Write the next part of the article about the Colegio Máximo de San José, starting right after its last sentence.

___ SELECTED TEXT ___

Maximum College of St. Joseph
- Established: 1931; 95 years ago
- Affiliation: Roman Catholic (Jesuit)
- Director: Rev. Jorge P. Black, SJ
- Location: San Miguel, Buenos Aires, Argentina
- Website: www.jesuitas-sm.com.ar

= Colegio Máximo de San José =

Jesuit religious college in Argentina

The Colegio Máximo de San José (English: Maximum College of St. Joseph) is a Jesuit religious college in San Miguel, Buenos Aires, Argentina. Pope Francis studied there during his youth.

==History==
In 1920, the Jesuits acquired land in the town of San Miguel, in the Province of Buenos Aires. They bought a terrain of 36 hectares.

Began the construction of what in 1931 was inaugurated as the Colegio Máximo de San José, a house of formation of regional scope, with the faculties of Philosophy and Theology, and with Argentine, Chilean, Uruguayan and Paraguayan religious students. The terms "Colegio máximo" ("Maximum College") is an internal standard in the Society of Jesus for schools of philosophy and theology, the most important studies in a Jesuit's career. The degrees of philosophy and theology have civil value since 1967 and 1968.

As from 1967, the faculties of Philosophy and Theology of San Miguel were integrated to the Universidad del Salvador and, thus, their degrees have, in addition to the ecclesiastical one, a civil and national value.

___ DATA EXCERPTS ___

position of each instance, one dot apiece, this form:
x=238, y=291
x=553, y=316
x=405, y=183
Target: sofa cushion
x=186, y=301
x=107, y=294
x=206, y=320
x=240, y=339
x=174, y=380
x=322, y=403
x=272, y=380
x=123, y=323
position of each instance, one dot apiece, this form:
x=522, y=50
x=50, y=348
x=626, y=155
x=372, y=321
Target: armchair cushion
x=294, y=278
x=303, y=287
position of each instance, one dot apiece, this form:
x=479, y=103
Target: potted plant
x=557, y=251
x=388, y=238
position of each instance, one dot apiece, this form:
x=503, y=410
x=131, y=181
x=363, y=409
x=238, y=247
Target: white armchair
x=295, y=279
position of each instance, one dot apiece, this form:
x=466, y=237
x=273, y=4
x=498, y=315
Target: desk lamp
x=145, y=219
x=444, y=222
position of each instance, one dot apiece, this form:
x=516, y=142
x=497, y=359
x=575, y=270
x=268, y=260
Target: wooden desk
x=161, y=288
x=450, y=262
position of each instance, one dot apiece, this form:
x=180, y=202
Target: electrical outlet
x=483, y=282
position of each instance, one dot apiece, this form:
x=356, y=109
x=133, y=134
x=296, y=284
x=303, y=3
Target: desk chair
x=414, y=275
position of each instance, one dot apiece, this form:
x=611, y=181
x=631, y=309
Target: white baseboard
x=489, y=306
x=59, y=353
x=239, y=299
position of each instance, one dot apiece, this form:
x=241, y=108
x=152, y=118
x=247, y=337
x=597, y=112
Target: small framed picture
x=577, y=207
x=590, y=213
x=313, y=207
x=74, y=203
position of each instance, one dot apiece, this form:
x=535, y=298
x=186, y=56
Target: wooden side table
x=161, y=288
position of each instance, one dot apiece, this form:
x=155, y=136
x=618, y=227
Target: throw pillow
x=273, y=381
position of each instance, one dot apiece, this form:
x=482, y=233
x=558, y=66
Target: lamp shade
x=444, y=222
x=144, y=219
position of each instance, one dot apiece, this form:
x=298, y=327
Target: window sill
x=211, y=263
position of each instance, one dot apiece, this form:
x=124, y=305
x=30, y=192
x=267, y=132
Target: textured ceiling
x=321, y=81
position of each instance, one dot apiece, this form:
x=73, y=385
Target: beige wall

___

● **THE RESULT**:
In 1975 the Society of Jesus left the Universidad del Salvador. However, the faculties of Philosophy and Theology of San Miguel, by special agreement with the new authorities of the university, continued to be integrated and to grant degrees with civil value.

The Colegio Máximo de San José operated in San Miguel until 2017, when it returned to Córdoba, after 250 years, with the two ecclesiastical faculties, and integrated the structure of the Catholic University of Córdoba, now also open to "civil" students, and with its specialized historical library, the Library of the Colegio Máximo de la Compañía de Jesús, today called Biblioteca Colegio Máximo de San Miguel.

==In popular culture==
The Colegio, which was attended by Jorge Mario Bergoglio (the future Pope Francis), is portrayed in the 2019 Netflix biographical film The Two Popes.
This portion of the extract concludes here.